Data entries
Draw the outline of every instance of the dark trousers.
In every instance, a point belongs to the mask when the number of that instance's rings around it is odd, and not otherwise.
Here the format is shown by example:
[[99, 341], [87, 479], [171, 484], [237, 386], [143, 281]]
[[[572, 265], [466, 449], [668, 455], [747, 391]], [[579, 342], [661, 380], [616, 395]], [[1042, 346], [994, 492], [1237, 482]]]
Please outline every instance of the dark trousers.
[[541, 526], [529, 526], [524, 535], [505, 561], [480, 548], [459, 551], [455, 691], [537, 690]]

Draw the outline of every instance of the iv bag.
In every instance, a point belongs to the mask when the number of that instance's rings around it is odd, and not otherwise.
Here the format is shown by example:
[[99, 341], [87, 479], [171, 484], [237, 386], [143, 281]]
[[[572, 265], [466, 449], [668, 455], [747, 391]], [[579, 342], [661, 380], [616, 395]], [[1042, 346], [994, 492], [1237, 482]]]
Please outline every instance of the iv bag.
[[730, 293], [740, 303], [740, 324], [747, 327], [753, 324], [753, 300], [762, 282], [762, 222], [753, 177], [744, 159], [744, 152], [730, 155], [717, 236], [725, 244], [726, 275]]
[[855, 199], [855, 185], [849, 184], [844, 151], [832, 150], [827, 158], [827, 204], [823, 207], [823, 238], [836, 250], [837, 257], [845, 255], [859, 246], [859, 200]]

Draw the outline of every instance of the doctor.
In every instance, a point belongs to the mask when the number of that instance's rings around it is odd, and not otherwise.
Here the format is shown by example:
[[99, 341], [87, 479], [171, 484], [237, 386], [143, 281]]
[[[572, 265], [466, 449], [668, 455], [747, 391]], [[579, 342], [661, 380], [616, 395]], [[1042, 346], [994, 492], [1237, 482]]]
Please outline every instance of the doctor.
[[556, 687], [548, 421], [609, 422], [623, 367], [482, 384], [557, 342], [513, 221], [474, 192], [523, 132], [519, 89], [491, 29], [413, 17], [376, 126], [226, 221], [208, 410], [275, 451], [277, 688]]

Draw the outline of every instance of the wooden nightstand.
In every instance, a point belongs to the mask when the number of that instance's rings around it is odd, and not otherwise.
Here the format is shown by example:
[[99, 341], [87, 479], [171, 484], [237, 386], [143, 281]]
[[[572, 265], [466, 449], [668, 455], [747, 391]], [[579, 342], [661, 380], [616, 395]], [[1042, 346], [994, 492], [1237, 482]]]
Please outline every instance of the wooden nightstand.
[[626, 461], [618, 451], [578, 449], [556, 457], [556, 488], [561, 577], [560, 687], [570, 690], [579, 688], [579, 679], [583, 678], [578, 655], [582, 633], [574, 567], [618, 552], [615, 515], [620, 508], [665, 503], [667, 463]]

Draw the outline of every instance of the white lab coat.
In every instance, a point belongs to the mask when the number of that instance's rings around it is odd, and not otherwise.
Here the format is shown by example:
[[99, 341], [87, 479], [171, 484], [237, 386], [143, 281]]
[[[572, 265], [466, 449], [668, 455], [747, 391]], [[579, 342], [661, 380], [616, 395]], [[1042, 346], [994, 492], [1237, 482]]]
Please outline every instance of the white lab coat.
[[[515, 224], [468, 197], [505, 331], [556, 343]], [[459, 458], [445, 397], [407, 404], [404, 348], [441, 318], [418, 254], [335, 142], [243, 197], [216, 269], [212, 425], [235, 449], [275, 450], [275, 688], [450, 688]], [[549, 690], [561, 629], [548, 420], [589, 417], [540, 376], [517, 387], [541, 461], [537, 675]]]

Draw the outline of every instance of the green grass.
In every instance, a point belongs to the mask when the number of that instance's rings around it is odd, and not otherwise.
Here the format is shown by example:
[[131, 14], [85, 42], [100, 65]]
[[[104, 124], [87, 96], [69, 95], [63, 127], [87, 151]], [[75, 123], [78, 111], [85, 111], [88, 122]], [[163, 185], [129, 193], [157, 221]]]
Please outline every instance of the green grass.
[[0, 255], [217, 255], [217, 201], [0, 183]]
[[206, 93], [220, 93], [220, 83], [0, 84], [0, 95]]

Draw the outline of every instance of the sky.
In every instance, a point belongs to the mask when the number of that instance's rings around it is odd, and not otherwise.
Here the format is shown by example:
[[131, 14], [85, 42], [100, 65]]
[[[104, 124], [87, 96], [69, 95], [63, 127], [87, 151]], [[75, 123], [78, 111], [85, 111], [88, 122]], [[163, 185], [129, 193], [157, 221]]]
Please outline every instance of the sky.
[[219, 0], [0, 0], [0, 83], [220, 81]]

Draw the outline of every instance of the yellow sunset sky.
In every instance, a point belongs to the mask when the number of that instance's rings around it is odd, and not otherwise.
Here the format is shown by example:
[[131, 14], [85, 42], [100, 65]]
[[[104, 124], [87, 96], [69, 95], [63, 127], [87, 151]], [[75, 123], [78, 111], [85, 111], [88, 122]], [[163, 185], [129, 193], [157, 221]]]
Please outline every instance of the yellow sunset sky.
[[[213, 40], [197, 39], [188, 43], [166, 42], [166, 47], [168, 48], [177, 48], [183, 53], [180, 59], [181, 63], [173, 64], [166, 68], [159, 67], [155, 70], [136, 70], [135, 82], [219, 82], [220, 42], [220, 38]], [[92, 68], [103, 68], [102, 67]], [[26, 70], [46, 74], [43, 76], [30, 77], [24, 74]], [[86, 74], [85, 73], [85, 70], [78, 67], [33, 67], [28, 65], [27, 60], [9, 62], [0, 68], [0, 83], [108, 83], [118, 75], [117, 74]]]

**What is expected**
Copy word for word the lines in the data entries above from the line containing "Draw the outline of every instance of the yellow" through the line containing "Please outline every instance of the yellow", both included.

**Finished answer**
Draw the outline of every instance of the yellow sunset sky.
In every instance, a point belongs to the mask when the number of that instance's rings around it is odd, and not otherwise.
Here the format is shown by example:
[[131, 14], [85, 42], [100, 65]]
[[[104, 124], [87, 96], [69, 95], [63, 127], [87, 151]], [[75, 123], [78, 111], [85, 111], [88, 122]], [[163, 185], [129, 193], [157, 221]]]
Please outline every instance of the yellow sunset sky.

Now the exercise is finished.